» **Kısa görev**:
Aşağıdaki okuma metnini hiçbir değişiklik yapmadan baştan sona eksiksiz olarak yeniden yazın.

» **Okuma metni**:
——

Koskoca bir coğrafyanın tektonik yapısı tümden değişti ve değişiyor. Ne demek sürekli değişen zemin koşulları altında yeni inşaatlar yapmak? Bre hey gafiller, bir mezarı dahi definden sonra 1 yıl müddetle inşa edemezsiniz.

Yeter artık...

Mücella YAPICI - Bakırköy Kapalı Kadın Ceza İnfaz Kurumu

Tamam, gitmiyorsunuz, istifa etmiyorsunuz, belli ki seçimlere hazırlanıyorsunuz… Ve hâlâ umudunuz var… Felaket kapitalizminden öğrendiklerinize göre haklısınız da…

Haklısınız zira öylesine bir toplum kesimi yarattınız ki sizlere gönüllü kulluk eden, her türlü melanetin Cenab-ı Hak’tan geldiğini, “kader” ya da “fıtrat” olduğunu, bu felaketleri yoksulluğu ve yoksunluğu bir ilahi sınav zanneden…

Zira bu canım yoksul ve yoksun insanların oluşturduğu rıza toplumunun çok büyük bir kısmı inandıkları kutsal kitapların ne olduğunu ve özünü bilmeden, anlamadan sadece sizin ve sizin gibilerin yorumlarına ve değerlendirmelerine inanmaktadır.

——

» **Verilen veriler**:
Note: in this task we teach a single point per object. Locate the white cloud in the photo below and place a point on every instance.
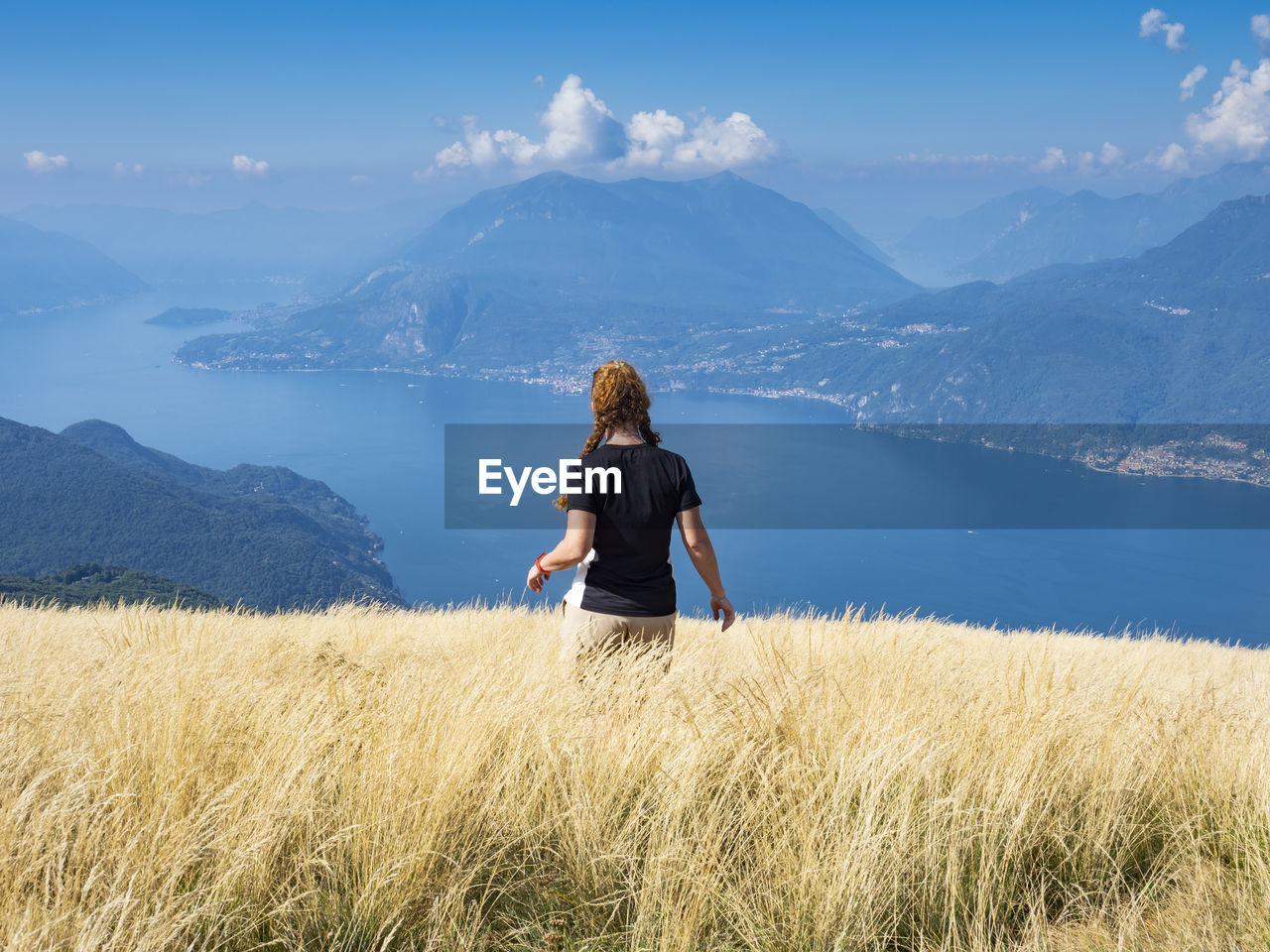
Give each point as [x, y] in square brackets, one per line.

——

» **Tam çözüm**:
Koskoca bir coğrafyanın tektonik yapısı tümden değişti ve değişiyor. Ne demek sürekli değişen zemin koşulları altında yeni inşaatlar yapmak? Bre hey gafiller, bir mezarı dahi definden sonra 1 yıl müddetle inşa edemezsiniz.

Yeter artık...

Mücella YAPICI - Bakırköy Kapalı Kadın Ceza İnfaz Kurumu

Tamam, gitmiyorsunuz, istifa etmiyorsunuz, belli ki seçimlere hazırlanıyorsunuz… Ve hâlâ umudunuz var… Felaket kapitalizminden öğrendiklerinize göre haklısınız da…

Haklısınız zira öylesine bir toplum kesimi yarattınız ki sizlere gönüllü kulluk eden, her türlü melanetin Cenab-ı Hak’tan geldiğini, “kader” ya da “fıtrat” olduğunu, bu felaketleri yoksulluğu ve yoksunluğu bir ilahi sınav zanneden…

Zira bu canım yoksul ve yoksun insanların oluşturduğu rıza toplumunun çok büyük bir kısmı inandıkları kutsal kitapların ne olduğunu ve özünü bilmeden, anlamadan sadece sizin ve sizin gibilerin yorumlarına ve değerlendirmelerine inanmaktadır.